SET EXERCISE: Only the lines from the one containing "Where can you spot the wooden" through the end of the entries should be repeated, exactly as they appear, first and last included.

GIVEN DATA:
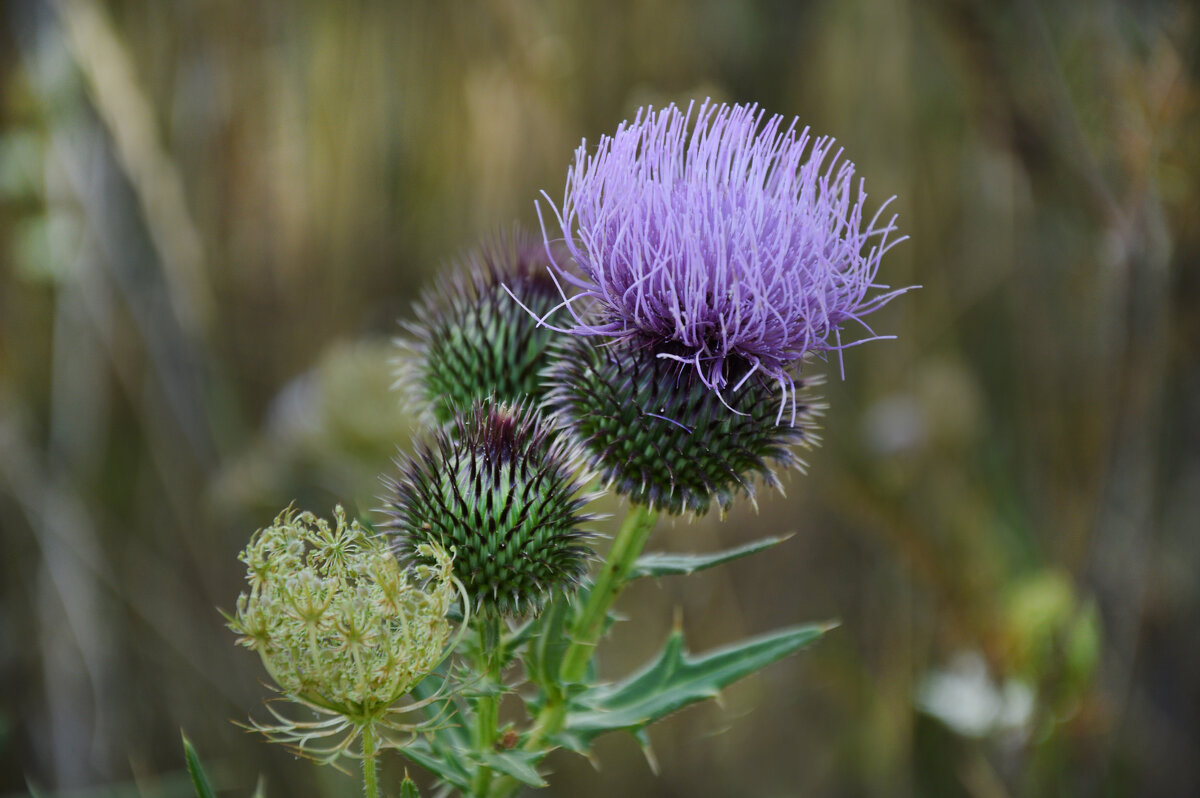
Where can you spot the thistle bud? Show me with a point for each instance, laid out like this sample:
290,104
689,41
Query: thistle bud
653,429
472,340
499,487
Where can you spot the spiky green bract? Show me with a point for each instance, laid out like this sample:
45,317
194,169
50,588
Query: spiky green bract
498,485
471,340
653,430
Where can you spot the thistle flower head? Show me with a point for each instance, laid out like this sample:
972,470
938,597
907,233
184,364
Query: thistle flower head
498,485
339,625
658,435
735,238
471,340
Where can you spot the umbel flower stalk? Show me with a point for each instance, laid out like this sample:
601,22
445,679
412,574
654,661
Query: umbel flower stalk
498,486
343,631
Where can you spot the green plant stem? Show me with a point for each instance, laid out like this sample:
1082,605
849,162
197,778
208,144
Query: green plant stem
587,629
370,781
589,623
487,705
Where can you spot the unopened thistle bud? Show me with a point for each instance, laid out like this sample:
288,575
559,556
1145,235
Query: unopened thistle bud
341,628
654,431
471,340
499,487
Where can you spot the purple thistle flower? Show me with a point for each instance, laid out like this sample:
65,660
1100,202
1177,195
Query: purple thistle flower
735,238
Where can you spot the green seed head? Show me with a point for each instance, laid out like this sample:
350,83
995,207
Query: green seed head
661,437
472,340
499,487
340,627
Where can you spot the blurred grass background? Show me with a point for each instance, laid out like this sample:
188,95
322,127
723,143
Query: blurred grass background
213,213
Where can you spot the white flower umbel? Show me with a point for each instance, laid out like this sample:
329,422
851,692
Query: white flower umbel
345,631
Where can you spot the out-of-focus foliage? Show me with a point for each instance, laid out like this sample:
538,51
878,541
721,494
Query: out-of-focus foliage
211,215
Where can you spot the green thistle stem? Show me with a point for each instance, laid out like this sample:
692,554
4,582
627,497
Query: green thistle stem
370,783
587,629
589,623
487,705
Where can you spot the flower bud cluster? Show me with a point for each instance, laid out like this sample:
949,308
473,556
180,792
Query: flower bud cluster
336,621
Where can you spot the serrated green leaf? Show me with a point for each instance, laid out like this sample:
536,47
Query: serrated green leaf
439,760
663,564
196,771
672,682
546,645
516,763
438,750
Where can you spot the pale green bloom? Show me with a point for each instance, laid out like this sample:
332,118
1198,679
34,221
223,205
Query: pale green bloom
341,627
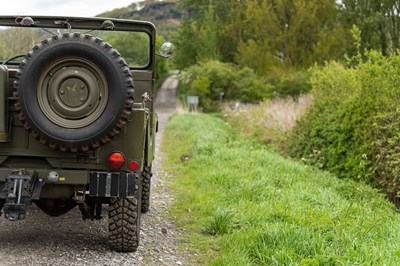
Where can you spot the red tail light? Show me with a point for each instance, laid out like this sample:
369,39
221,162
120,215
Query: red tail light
133,166
116,160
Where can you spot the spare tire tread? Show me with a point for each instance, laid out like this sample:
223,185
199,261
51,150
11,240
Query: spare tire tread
72,145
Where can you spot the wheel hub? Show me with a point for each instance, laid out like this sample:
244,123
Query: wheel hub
73,92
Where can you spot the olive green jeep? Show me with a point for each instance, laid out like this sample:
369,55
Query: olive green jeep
77,119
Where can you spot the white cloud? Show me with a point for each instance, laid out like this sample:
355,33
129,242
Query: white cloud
77,8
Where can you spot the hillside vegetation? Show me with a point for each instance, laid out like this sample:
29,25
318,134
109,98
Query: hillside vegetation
243,204
164,14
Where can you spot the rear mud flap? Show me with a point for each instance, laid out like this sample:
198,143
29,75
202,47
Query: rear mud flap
120,185
20,189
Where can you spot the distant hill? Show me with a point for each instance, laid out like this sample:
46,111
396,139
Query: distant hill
164,14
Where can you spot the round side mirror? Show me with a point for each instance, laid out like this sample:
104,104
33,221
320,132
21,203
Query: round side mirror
166,49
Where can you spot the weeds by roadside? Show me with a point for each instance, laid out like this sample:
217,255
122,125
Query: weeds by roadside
269,121
243,204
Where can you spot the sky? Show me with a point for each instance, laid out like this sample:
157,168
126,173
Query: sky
75,8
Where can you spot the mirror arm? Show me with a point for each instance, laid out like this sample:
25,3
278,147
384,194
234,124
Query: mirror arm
163,56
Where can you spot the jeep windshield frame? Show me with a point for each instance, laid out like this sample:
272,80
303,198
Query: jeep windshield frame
96,26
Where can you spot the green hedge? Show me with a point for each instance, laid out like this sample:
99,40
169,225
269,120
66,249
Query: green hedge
208,79
352,128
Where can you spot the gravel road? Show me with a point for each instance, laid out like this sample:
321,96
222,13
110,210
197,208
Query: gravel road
68,240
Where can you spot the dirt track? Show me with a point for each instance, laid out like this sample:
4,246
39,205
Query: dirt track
68,240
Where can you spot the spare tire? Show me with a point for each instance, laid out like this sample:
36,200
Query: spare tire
74,92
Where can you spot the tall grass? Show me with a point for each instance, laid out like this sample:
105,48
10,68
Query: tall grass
242,204
268,121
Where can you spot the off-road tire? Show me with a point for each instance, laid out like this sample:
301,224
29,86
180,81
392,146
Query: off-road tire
74,92
124,224
146,184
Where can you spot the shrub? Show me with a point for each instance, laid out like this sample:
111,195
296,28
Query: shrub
291,83
208,79
352,128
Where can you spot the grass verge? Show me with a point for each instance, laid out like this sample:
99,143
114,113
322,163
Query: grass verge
243,204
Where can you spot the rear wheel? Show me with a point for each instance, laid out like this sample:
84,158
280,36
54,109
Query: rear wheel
124,222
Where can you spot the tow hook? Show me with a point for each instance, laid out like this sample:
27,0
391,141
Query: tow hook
21,188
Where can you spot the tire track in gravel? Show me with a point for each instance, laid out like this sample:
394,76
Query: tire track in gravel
68,240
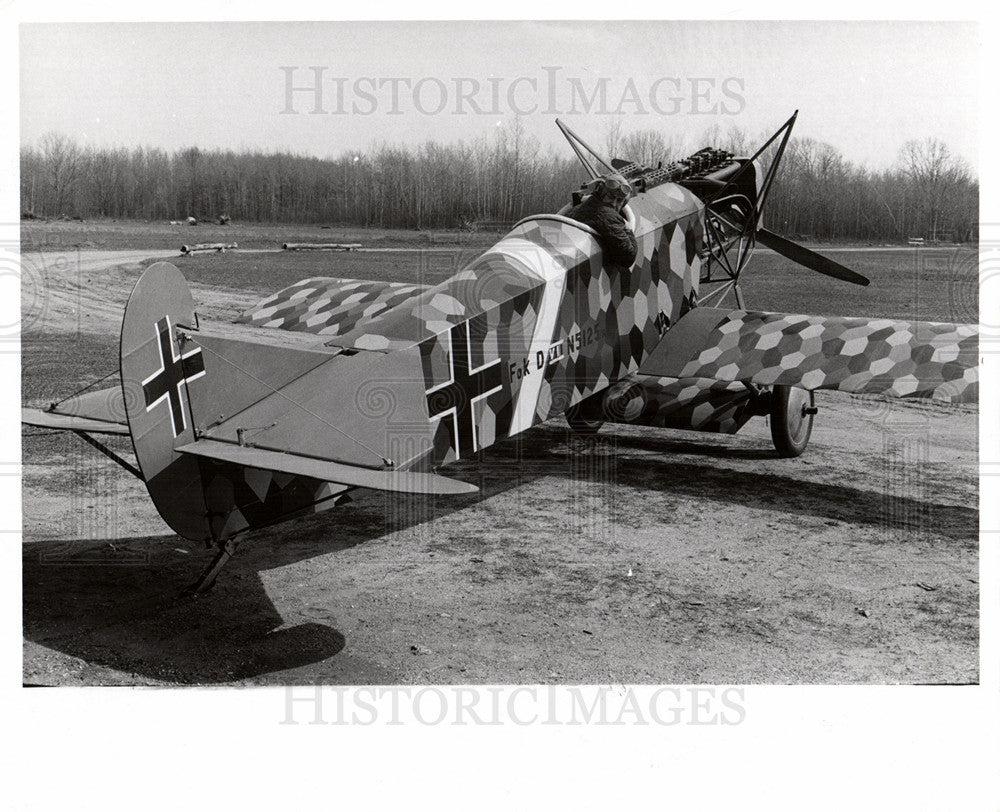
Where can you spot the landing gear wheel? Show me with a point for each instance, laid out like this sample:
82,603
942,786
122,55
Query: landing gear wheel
585,426
792,411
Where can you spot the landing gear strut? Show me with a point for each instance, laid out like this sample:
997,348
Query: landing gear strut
791,411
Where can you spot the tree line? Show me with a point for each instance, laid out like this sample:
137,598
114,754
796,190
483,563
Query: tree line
490,182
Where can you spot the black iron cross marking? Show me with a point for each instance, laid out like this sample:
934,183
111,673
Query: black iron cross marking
168,381
457,396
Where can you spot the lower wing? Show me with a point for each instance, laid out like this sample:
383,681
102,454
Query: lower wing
913,359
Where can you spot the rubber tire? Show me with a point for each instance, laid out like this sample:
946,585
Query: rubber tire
790,426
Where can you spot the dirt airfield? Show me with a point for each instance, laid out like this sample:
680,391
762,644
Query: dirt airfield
646,556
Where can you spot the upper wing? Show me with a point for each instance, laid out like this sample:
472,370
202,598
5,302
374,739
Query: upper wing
328,306
915,359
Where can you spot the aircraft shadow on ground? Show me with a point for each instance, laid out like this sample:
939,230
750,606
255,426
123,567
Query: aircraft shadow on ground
109,610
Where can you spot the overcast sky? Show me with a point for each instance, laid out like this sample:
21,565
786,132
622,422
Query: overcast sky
864,87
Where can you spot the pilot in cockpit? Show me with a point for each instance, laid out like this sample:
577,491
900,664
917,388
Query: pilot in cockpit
602,211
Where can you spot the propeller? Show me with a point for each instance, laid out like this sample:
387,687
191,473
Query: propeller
810,259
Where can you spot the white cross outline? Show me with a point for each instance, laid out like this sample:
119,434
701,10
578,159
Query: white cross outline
163,368
453,411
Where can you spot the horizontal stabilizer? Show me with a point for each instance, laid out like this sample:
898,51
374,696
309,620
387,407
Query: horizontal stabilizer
65,422
912,359
327,470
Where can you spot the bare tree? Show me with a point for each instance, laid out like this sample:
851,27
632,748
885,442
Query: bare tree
934,174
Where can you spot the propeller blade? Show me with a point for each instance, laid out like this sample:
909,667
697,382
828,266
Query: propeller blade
810,259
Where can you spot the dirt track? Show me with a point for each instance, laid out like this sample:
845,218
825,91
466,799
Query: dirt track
650,556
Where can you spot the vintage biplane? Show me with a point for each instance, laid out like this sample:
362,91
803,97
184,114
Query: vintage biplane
337,384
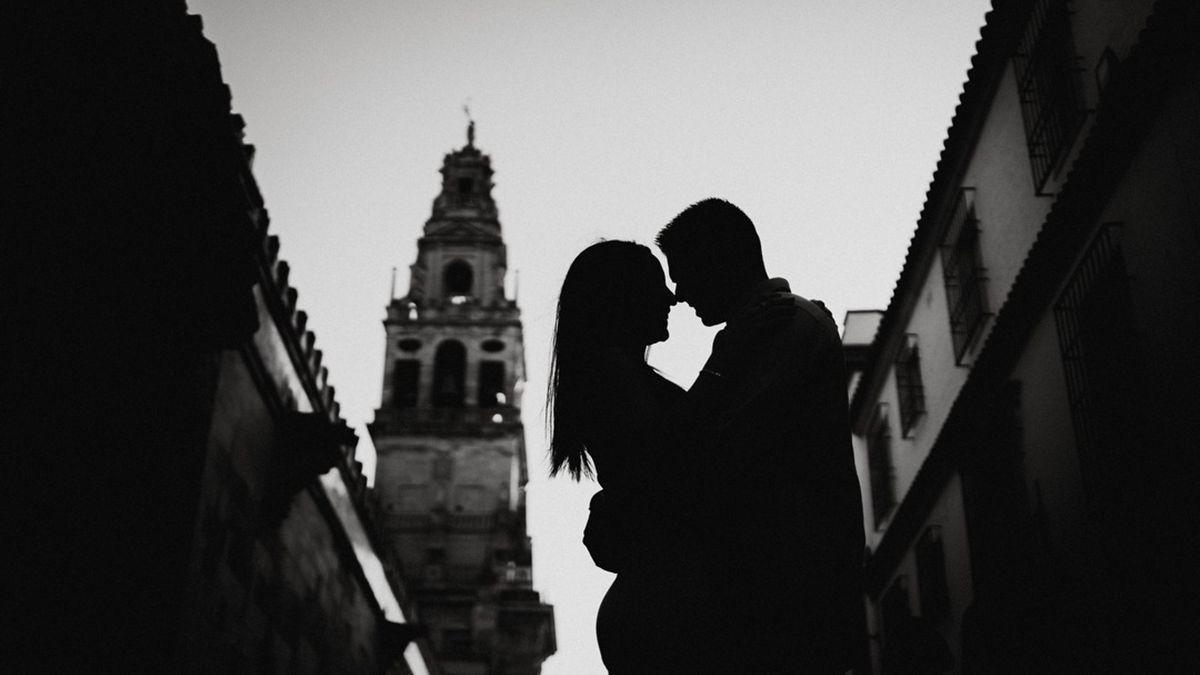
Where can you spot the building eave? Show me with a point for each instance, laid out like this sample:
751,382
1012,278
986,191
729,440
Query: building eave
997,37
1165,52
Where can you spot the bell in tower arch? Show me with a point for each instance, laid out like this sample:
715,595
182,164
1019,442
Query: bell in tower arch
457,279
449,375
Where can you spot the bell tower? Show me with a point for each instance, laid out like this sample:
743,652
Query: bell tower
451,469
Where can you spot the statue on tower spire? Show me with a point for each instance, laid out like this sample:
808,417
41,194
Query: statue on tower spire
471,126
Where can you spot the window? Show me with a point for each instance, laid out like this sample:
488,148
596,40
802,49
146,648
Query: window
449,366
964,274
1049,87
879,459
935,599
910,388
456,640
895,607
1099,357
405,378
443,467
491,383
457,279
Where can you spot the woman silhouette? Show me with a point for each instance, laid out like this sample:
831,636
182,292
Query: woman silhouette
606,407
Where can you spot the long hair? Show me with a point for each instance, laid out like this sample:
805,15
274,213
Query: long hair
593,309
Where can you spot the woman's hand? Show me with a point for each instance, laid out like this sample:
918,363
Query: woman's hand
735,342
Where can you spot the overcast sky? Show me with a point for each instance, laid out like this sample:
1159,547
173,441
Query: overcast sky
822,119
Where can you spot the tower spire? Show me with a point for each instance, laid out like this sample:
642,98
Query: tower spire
471,126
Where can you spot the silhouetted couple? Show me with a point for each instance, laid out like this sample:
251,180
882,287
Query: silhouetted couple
730,512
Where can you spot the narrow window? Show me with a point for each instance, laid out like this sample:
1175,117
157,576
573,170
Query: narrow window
491,383
1101,360
935,599
910,388
449,368
457,279
964,275
895,608
405,380
1048,79
879,458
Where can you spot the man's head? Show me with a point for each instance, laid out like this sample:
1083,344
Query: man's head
714,257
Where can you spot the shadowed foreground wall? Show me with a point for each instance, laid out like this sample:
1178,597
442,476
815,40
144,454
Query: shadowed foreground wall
169,446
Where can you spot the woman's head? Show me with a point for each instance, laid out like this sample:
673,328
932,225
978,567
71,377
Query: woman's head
615,296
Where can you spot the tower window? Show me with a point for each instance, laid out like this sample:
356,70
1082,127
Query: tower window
405,377
457,279
491,383
449,368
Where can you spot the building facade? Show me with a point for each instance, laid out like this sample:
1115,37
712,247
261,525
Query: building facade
191,500
1026,413
450,475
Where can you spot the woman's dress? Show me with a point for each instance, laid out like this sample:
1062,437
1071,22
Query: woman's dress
658,615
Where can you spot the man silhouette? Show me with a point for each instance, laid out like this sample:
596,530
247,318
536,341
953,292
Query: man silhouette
785,506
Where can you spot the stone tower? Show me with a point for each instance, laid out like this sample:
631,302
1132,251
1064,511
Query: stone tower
451,464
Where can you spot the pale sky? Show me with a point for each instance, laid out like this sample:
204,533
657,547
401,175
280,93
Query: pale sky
822,119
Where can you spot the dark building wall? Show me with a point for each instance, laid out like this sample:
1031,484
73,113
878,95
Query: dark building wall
165,507
286,596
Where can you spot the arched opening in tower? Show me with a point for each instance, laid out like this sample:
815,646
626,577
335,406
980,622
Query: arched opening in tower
449,371
457,279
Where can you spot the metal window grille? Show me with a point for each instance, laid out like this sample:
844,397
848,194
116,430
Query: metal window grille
931,585
964,274
1048,79
1099,358
879,458
910,387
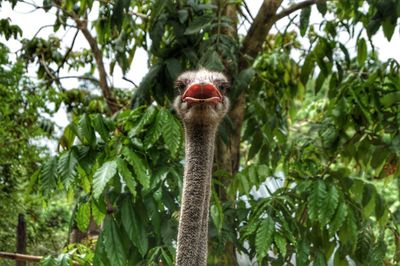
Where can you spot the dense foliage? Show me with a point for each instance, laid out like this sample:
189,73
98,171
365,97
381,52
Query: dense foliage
317,128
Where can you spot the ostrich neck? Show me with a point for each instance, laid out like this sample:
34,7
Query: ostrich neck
193,223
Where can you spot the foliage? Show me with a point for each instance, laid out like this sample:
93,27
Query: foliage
23,128
319,141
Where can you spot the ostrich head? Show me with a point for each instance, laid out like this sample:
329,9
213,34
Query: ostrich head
202,97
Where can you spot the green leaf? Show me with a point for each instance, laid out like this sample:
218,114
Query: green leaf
97,214
174,67
100,126
183,15
319,82
63,260
348,232
307,69
102,176
68,137
319,259
322,7
304,20
329,205
134,227
172,133
388,28
127,176
346,53
113,244
67,167
100,256
361,51
373,26
48,261
82,216
338,219
217,214
390,99
156,130
147,118
138,166
264,238
316,198
302,252
48,175
339,259
85,130
198,24
280,243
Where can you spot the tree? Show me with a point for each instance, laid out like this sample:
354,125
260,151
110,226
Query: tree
323,125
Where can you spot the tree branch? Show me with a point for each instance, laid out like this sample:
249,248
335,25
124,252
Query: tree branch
296,7
68,52
98,56
79,77
24,257
255,38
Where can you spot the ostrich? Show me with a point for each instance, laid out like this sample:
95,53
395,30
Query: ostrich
201,105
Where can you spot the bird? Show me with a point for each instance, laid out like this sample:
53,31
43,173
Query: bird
201,105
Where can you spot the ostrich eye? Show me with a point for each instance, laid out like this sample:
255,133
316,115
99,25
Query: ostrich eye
222,85
181,85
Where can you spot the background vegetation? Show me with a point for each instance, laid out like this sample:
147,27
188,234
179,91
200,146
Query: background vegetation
306,164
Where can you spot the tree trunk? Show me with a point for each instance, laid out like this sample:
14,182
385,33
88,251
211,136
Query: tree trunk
21,238
227,155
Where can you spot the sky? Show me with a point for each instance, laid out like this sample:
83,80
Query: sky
30,20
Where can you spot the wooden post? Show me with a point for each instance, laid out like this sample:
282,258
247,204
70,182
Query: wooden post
21,238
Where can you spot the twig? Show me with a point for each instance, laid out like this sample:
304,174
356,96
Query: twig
68,52
130,81
246,7
79,77
295,7
82,25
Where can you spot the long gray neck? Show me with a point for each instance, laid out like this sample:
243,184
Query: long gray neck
193,222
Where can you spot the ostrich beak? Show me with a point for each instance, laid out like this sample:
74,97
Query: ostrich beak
202,92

FINISHED EXERCISE:
Where can you spot the wooden post? Show me with a point for each instance, laid out like this sample:
282,258
247,204
70,182
Query: wooden post
21,238
Where can you spot the twig? Show me with a point for each instance, laid out like this sample:
304,174
356,96
Query: twig
68,52
130,81
246,7
79,77
295,7
82,25
Where can you spot the long gray neck? Show me with a point for each instance, laid out like this sample:
243,184
Query: long gray neck
193,222
Where can you spot the ostrich beak? Show me with a point for each instance, laid out like this sample:
74,97
Query: ostrich beak
202,92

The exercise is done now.